-- Start Provided text --

In more complex appraisal assignments (e.g. -- contract disputes, litigation, brownfield or contaminated property valuation), the
determination of highest and best use may be much more complex, and may need to take into account the various intermediate or temporary uses of
the site, the contamination remediation process, and the timing of various legal issues.[2]
Appraisal Standards
In the USA, minimum appraisal standards and appraiser qualifications are the province of The Appraisal Foundation (TAF). This organization is an independent body but
its activities are overseen by the Appraisal Subcommittee (TAS). TAS represents the various Federal agencies and government chartered
organizations which have oversight of the mortgage market. TAS and its oversight of TAF was authorized by congress under Title XI of the 1991
Financial Institutions Reform Recovery and Enforcement Act (FIRREA), which came out of the Savings and Loan crisis. TAF is governed by a Board of Directors which
represents the various appraisal professional organizations in the U.S. and Canada, the appraisal educators, and the major industry groups. It
carries out its responsibilities through two boards, the Appraisal Standards Board (ASB) and the Appraisal Qualifications Board (AQB). The ASB
promulgates the Uniform Standard of
Professional Appraisal Practice (USPAP) which outlines the minimum development and reporting standards an appraiser/appraisal report must
meet. The AQB is responsible for establishing the minimum education, examination, and experience requirements for licensed/certified
appraisers. Effective January 1, 2008, the requirements to become a state licensed or certified real property appraiser will significantly
increase.[3] State licensing was established in the early 1990s as a result
of FIRREA.
The implementation of licensure and enforcement are state functions. In addition, there are appraisal organizations, private not-for-profits,
some of which date back to the Great Depression of the 1930s, such as the American Society of Farm Managers and Rural Appraisers, founded in
1929.[citation needed] Others were founded as needed and opportunity arose in specialized
fields, such as the Appraisal Institute and the American Society of Appraisers (founded in the 1930s) and the International Right of Way
Association and the National Association of Realtors (after World War II). These organizations all existed to establish and enforce
standards, but their influence has waned as the government increases appraisal regulation.

-- End Provided text --

■ Brief 1 ■
In the listing below, return each line that contains the string "Annotation".

-- Start Dataset rows --

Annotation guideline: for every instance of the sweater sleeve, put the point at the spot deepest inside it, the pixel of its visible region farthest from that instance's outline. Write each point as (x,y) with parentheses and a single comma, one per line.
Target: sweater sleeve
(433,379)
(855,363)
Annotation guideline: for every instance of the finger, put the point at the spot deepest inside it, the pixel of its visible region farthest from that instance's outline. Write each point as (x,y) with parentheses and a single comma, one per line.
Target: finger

-- End Dataset rows --

■ Brief 2 ■
Print the entire passage on appraisal standards word for word.

■ Response 1 ■
Annotation guideline: for every instance of the sweater sleeve, put the point at the spot deepest inside it, the pixel of its visible region farthest from that instance's outline. Write each point as (x,y) with parentheses and a single comma, one per line.
Annotation guideline: for every instance of the finger, put the point at the spot deepest inside it, the pixel of its visible region farthest from that instance's outline. Write each point as (x,y) with parentheses and a single comma, one per line.

■ Response 2 ■
In more complex appraisal assignments (e.g. -- contract disputes, litigation, brownfield or contaminated property valuation), the
determination of highest and best use may be much more complex, and may need to take into account the various intermediate or temporary uses of
the site, the contamination remediation process, and the timing of various legal issues.[2]
Appraisal Standards
In the USA, minimum appraisal standards and appraiser qualifications are the province of The Appraisal Foundation (TAF). This organization is an independent body but
its activities are overseen by the Appraisal Subcommittee (TAS). TAS represents the various Federal agencies and government chartered
organizations which have oversight of the mortgage market. TAS and its oversight of TAF was authorized by congress under Title XI of the 1991
Financial Institutions Reform Recovery and Enforcement Act (FIRREA), which came out of the Savings and Loan crisis. TAF is governed by a Board of Directors which
represents the various appraisal professional organizations in the U.S. and Canada, the appraisal educators, and the major industry groups. It
carries out its responsibilities through two boards, the Appraisal Standards Board (ASB) and the Appraisal Qualifications Board (AQB). The ASB
promulgates the Uniform Standard of
Professional Appraisal Practice (USPAP) which outlines the minimum development and reporting standards an appraiser/appraisal report must
meet. The AQB is responsible for establishing the minimum education, examination, and experience requirements for licensed/certified
appraisers. Effective January 1, 2008, the requirements to become a state licensed or certified real property appraiser will significantly
increase.[3] State licensing was established in the early 1990s as a result
of FIRREA.
The implementation of licensure and enforcement are state functions. In addition, there are appraisal organizations, private not-for-profits,
some of which date back to the Great Depression of the 1930s, such as the American Society of Farm Managers and Rural Appraisers, founded in
1929.[citation needed] Others were founded as needed and opportunity arose in specialized
fields, such as the Appraisal Institute and the American Society of Appraisers (founded in the 1930s) and the International Right of Way
Association and the National Association of Realtors (after World War II). These organizations all existed to establish and enforce
standards, but their influence has waned as the government increases appraisal regulation.